- Opening Delimiter -

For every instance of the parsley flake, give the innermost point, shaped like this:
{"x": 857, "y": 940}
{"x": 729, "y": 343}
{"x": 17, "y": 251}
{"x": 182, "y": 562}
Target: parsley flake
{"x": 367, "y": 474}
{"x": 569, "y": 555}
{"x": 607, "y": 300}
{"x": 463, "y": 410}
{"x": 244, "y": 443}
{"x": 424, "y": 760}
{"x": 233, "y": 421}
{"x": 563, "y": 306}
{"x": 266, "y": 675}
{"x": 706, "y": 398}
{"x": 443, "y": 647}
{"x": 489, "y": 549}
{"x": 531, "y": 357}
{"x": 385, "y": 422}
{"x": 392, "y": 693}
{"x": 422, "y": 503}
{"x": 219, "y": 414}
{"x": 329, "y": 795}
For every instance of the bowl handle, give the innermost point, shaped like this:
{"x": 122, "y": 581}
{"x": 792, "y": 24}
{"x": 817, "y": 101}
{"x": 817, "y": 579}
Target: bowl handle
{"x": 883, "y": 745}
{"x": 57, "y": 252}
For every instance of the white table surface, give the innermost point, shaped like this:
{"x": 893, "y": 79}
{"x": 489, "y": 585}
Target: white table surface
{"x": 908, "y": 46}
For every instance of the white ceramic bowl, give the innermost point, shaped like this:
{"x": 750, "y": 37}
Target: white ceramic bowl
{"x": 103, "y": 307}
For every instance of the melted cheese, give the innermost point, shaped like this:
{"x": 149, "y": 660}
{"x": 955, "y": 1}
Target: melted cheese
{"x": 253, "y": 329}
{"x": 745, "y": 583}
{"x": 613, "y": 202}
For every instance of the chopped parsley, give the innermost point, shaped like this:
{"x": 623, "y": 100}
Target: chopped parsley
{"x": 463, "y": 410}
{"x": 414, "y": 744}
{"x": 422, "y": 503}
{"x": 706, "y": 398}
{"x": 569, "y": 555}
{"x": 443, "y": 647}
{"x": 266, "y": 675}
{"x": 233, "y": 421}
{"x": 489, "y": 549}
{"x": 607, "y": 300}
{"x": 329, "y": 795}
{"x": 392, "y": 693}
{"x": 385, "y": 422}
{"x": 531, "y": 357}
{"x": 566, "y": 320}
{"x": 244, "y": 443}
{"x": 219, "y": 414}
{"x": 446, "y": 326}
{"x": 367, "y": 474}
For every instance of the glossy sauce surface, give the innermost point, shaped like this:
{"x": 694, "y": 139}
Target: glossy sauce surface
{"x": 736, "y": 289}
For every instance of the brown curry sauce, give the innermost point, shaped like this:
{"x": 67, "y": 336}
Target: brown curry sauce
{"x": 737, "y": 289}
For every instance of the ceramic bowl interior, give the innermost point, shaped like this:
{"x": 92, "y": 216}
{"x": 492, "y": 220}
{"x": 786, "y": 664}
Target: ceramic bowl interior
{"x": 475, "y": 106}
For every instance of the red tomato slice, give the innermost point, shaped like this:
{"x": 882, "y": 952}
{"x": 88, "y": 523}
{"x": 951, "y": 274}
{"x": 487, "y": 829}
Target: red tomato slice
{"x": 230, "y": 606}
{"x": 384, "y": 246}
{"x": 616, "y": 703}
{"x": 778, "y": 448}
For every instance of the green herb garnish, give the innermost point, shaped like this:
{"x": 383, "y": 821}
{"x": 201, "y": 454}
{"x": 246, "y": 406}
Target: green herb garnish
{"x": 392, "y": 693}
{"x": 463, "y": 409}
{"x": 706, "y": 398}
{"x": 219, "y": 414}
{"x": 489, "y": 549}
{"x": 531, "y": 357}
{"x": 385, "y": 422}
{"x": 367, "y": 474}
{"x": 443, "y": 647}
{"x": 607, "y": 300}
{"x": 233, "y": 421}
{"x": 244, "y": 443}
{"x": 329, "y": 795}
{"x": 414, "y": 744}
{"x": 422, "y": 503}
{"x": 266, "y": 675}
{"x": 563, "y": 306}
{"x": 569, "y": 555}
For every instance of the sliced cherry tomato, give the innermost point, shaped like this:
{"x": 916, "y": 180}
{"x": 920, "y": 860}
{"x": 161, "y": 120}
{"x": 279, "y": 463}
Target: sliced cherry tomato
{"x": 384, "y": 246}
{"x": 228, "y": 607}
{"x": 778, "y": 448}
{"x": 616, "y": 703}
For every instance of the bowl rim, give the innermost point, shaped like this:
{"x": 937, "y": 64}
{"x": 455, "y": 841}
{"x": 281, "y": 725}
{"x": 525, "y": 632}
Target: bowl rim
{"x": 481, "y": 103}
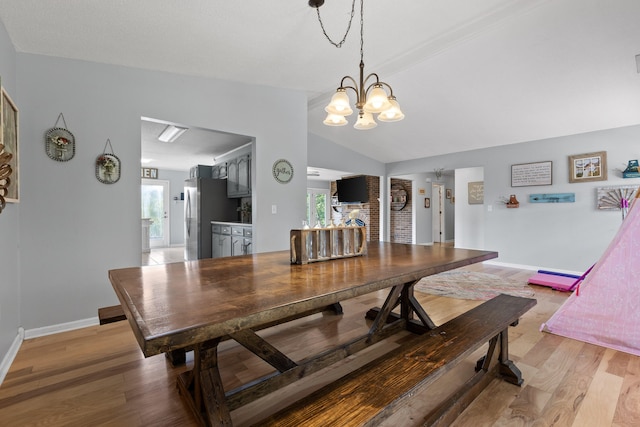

- Closing Delimiter -

• What is required
The records above are to be transcribed exactly, with every picture left out.

• Solution
For every instance of the parsley flake, give the innermost point, shaped like this:
{"x": 857, "y": 940}
{"x": 729, "y": 343}
{"x": 17, "y": 251}
{"x": 182, "y": 562}
Target: parsley flake
{"x": 367, "y": 474}
{"x": 569, "y": 555}
{"x": 607, "y": 300}
{"x": 463, "y": 410}
{"x": 244, "y": 443}
{"x": 424, "y": 760}
{"x": 233, "y": 421}
{"x": 563, "y": 306}
{"x": 266, "y": 675}
{"x": 706, "y": 398}
{"x": 443, "y": 647}
{"x": 489, "y": 549}
{"x": 531, "y": 357}
{"x": 385, "y": 422}
{"x": 392, "y": 693}
{"x": 422, "y": 503}
{"x": 219, "y": 414}
{"x": 329, "y": 795}
For every instance of the bowl handle, give the innermost point, shaped like this:
{"x": 122, "y": 581}
{"x": 792, "y": 24}
{"x": 817, "y": 101}
{"x": 817, "y": 579}
Target: bowl handle
{"x": 883, "y": 745}
{"x": 57, "y": 252}
For every instance of the white table surface, give the innermost point, shaped like this:
{"x": 893, "y": 79}
{"x": 489, "y": 585}
Target: white table surface
{"x": 908, "y": 46}
For every instance of the white ceramic bowl, give the innermost point, shaped like this:
{"x": 750, "y": 37}
Target: white ceramic bowl
{"x": 103, "y": 307}
For every instance of the melted cheese, give the innermost point, shaped like this:
{"x": 149, "y": 660}
{"x": 955, "y": 1}
Target: melted cheese
{"x": 253, "y": 329}
{"x": 745, "y": 583}
{"x": 613, "y": 202}
For every instance of the chopped parsley, give the innermost point, shaped like this:
{"x": 623, "y": 100}
Target: chopped parsley
{"x": 463, "y": 410}
{"x": 414, "y": 744}
{"x": 422, "y": 503}
{"x": 706, "y": 398}
{"x": 569, "y": 555}
{"x": 443, "y": 647}
{"x": 266, "y": 675}
{"x": 233, "y": 421}
{"x": 489, "y": 549}
{"x": 607, "y": 300}
{"x": 329, "y": 795}
{"x": 392, "y": 693}
{"x": 385, "y": 422}
{"x": 531, "y": 357}
{"x": 566, "y": 320}
{"x": 244, "y": 443}
{"x": 219, "y": 414}
{"x": 446, "y": 326}
{"x": 367, "y": 474}
For every instance of the glossy sauce surface, give the innermost point, shaped like this:
{"x": 694, "y": 139}
Target: glossy sauce surface
{"x": 736, "y": 289}
For every instance of the brown curry sauce, give the innermost point, shaped like this:
{"x": 67, "y": 336}
Target: brown curry sauce
{"x": 737, "y": 289}
For every instance of the ceramic bowl interior, give the innermost point, shaped like this:
{"x": 92, "y": 216}
{"x": 492, "y": 220}
{"x": 786, "y": 664}
Target: ceramic bowl interior
{"x": 475, "y": 106}
For every instance of the red tomato slice, give the innermost point, shaped like this:
{"x": 882, "y": 952}
{"x": 88, "y": 523}
{"x": 951, "y": 274}
{"x": 487, "y": 829}
Target: red tomato slice
{"x": 230, "y": 606}
{"x": 384, "y": 246}
{"x": 616, "y": 703}
{"x": 778, "y": 448}
For every instance of the green herb garnish, give the innermost point, shaped like this:
{"x": 383, "y": 821}
{"x": 201, "y": 454}
{"x": 246, "y": 406}
Target: green herb garnish
{"x": 392, "y": 693}
{"x": 463, "y": 409}
{"x": 706, "y": 398}
{"x": 219, "y": 414}
{"x": 489, "y": 549}
{"x": 531, "y": 357}
{"x": 385, "y": 422}
{"x": 367, "y": 474}
{"x": 443, "y": 647}
{"x": 607, "y": 300}
{"x": 233, "y": 421}
{"x": 244, "y": 443}
{"x": 329, "y": 795}
{"x": 414, "y": 744}
{"x": 422, "y": 503}
{"x": 266, "y": 675}
{"x": 563, "y": 306}
{"x": 569, "y": 555}
For every instance of the sliced cherry tomato, give the innermost point, shaped like this:
{"x": 916, "y": 180}
{"x": 920, "y": 860}
{"x": 161, "y": 120}
{"x": 279, "y": 463}
Target: sliced cherry tomato
{"x": 384, "y": 246}
{"x": 228, "y": 607}
{"x": 778, "y": 448}
{"x": 616, "y": 703}
For every instance of the bowl rim, give the innermost point, shaped like this:
{"x": 937, "y": 64}
{"x": 455, "y": 841}
{"x": 281, "y": 725}
{"x": 525, "y": 632}
Target: bowl rim
{"x": 481, "y": 103}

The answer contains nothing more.